**Listed entries**

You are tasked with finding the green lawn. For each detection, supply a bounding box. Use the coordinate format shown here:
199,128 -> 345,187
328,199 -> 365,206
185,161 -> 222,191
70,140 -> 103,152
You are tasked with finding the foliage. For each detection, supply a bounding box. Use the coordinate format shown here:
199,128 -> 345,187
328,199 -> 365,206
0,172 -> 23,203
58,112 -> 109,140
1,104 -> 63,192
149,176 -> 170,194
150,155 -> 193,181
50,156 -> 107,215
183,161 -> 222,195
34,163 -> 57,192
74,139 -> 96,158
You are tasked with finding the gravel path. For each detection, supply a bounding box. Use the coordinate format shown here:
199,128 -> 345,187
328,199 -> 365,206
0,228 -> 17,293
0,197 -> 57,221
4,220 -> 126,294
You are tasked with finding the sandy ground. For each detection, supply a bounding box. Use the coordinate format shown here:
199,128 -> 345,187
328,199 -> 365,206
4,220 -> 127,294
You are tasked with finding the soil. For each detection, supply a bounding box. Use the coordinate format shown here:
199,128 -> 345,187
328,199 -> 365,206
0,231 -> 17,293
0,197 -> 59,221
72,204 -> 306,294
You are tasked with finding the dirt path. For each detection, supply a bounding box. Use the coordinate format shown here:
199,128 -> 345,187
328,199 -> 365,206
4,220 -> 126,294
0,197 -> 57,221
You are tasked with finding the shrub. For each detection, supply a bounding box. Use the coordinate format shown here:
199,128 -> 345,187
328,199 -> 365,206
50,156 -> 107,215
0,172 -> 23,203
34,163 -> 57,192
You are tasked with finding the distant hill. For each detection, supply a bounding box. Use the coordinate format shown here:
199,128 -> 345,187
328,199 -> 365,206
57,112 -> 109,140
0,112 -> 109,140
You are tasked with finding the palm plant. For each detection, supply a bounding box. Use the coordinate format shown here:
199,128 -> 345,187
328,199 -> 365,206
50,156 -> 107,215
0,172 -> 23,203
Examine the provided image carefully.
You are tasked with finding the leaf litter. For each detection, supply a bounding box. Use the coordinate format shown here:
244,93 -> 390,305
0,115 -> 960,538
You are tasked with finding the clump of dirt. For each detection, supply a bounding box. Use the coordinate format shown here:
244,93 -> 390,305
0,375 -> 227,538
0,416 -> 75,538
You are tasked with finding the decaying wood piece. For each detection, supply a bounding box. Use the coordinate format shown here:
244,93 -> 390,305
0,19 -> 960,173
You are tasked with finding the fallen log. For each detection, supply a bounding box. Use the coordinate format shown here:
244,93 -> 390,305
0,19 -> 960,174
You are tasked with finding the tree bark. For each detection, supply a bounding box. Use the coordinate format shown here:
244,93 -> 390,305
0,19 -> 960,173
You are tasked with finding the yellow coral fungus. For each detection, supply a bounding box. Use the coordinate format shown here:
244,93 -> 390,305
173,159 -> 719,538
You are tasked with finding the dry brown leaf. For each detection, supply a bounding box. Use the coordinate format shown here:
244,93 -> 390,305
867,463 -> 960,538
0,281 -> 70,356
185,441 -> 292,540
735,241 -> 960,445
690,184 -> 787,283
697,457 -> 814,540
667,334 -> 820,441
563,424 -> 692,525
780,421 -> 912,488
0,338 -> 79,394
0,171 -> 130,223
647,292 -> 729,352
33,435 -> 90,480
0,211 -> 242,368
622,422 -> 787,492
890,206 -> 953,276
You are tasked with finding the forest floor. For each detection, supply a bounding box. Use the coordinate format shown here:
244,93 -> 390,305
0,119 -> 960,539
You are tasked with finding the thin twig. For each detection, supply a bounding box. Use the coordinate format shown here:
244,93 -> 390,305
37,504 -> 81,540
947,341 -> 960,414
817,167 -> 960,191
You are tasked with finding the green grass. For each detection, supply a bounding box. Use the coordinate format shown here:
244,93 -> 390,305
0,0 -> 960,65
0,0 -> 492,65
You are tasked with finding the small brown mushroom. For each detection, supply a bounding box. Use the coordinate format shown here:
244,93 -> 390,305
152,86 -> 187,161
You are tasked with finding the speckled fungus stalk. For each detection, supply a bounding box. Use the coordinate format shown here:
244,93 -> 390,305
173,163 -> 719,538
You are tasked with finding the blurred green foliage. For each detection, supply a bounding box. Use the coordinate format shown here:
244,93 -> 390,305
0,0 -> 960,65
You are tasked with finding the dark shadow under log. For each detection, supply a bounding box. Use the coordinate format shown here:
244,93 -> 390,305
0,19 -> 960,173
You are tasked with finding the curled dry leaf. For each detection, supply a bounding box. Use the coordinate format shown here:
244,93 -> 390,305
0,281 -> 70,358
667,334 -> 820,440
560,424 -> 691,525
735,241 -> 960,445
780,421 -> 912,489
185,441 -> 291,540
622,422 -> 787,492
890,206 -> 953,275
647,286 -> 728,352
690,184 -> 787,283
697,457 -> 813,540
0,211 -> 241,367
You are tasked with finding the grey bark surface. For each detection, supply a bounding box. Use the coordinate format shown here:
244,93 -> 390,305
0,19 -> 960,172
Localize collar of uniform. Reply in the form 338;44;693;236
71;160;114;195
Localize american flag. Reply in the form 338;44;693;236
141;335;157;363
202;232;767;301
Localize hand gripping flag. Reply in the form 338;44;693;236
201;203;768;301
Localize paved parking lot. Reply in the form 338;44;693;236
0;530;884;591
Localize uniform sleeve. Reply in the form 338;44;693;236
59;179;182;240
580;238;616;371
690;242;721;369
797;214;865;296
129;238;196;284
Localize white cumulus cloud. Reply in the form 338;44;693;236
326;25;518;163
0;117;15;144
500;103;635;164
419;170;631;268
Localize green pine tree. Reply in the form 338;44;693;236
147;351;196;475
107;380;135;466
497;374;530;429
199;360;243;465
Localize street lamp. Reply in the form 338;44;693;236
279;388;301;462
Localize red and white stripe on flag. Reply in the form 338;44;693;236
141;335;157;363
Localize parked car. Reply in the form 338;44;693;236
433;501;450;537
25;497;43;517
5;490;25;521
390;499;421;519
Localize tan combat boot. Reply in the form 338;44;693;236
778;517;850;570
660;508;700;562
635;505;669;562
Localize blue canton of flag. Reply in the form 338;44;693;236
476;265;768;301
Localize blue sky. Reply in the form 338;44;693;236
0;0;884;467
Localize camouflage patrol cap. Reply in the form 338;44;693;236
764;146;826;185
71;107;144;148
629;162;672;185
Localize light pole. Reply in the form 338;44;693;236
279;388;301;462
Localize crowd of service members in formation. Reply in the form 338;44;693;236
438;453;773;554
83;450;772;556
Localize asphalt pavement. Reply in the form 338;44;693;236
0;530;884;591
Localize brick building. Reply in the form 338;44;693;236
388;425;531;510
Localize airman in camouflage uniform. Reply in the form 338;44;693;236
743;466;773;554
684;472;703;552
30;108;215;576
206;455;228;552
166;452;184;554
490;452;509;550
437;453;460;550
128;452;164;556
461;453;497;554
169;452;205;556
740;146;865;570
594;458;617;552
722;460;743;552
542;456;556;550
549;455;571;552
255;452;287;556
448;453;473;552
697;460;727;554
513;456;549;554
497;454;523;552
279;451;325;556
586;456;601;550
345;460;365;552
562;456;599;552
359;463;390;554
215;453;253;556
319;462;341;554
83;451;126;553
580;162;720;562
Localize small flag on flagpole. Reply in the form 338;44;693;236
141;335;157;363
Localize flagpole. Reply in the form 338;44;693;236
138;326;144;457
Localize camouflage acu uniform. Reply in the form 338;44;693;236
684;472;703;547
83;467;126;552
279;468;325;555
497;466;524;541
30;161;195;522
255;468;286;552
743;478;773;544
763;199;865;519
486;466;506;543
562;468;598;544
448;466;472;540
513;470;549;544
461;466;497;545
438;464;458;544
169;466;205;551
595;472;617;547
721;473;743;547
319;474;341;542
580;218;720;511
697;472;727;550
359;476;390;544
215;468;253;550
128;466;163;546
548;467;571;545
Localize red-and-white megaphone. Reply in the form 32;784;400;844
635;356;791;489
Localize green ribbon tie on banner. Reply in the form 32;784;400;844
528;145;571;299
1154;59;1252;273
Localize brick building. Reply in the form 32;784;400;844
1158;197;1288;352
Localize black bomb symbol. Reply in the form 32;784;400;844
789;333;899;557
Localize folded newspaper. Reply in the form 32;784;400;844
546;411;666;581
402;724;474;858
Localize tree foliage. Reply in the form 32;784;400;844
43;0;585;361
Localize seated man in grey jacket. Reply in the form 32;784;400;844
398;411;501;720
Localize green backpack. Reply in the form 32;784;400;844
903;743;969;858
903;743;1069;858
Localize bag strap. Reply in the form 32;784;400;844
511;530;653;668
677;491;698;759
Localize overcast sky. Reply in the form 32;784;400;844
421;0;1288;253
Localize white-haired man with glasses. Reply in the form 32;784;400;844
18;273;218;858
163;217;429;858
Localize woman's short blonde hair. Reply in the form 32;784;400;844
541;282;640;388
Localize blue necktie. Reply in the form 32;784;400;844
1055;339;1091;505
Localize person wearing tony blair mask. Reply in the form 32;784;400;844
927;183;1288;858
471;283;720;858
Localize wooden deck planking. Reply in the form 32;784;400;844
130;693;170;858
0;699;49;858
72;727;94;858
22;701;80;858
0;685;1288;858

**What is needed**
Quote the entries word for word, from the line containing "Localize green ribbon" to the line containing "541;282;640;388", with both of those lines included.

**Answer to the task**
Localize green ribbon tie on banner. Reply in the form 32;784;400;844
528;145;571;299
1154;59;1252;273
Localize brick building. Reply in the form 32;784;400;844
1158;197;1288;352
Localize black bomb symbol. Reply in the form 32;784;400;844
789;333;899;557
Localize folded newspaper. Reply in the form 32;784;400;844
546;411;666;581
402;724;474;858
Localize tree foliage. Reply in the form 32;784;400;844
43;0;585;361
Localize seated man in grey jacket. Reply in the form 32;784;400;844
398;411;501;720
Localize green backpack. Reply in the form 32;784;400;844
903;743;969;858
903;743;1069;858
Localize bag strap. Reply in the form 32;784;400;844
511;530;653;668
677;491;698;759
Localize overcast sky. Reply in the form 32;784;400;844
421;0;1288;253
Localize white-haired man with glasses. Reply in the form 32;784;400;844
18;273;218;858
163;217;429;858
Localize woman's short blonde hair. Reply in the form 32;784;400;844
541;282;640;388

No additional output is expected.